» GIVEN DATA:
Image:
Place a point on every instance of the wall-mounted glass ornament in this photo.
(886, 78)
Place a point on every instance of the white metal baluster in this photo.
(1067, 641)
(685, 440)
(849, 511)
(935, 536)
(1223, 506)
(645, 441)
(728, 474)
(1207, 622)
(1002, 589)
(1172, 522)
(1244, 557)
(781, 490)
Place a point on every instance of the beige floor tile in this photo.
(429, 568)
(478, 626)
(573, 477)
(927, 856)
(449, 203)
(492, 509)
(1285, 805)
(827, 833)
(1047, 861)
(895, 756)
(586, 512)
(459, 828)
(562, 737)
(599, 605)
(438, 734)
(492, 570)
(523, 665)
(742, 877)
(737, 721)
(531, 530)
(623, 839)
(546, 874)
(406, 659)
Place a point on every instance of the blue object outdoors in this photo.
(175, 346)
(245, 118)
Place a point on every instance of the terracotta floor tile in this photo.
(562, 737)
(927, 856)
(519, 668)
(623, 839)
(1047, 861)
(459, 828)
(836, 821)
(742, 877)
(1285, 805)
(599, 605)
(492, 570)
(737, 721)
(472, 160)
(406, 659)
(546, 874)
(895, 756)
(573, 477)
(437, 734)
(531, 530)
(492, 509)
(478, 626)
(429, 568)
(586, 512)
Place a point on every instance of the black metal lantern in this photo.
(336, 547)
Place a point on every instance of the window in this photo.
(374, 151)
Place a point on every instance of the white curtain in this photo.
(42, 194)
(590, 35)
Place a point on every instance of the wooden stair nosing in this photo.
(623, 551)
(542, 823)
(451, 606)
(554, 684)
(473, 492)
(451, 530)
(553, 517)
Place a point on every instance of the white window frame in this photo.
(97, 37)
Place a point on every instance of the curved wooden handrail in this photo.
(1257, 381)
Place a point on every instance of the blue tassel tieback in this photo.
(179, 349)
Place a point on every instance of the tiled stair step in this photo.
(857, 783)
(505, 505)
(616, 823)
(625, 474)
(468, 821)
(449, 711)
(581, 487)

» AIM OF THE TASK: Return exactly the lines from the line bearing "Place a point on every instance of the white window" to the end of the records, inclusive of both; include no other lines.

» EXERCISE ANSWER:
Place a point on every instance of the white window frame in this photo.
(97, 37)
Place a point on every instance of the curved wooden handrail in this photo.
(1257, 381)
Place a point on every instance of the blue tassel tieback in this photo.
(179, 349)
Place a point on every instance of the tiled stair step in this photo.
(857, 783)
(505, 505)
(616, 823)
(625, 474)
(468, 821)
(449, 711)
(581, 487)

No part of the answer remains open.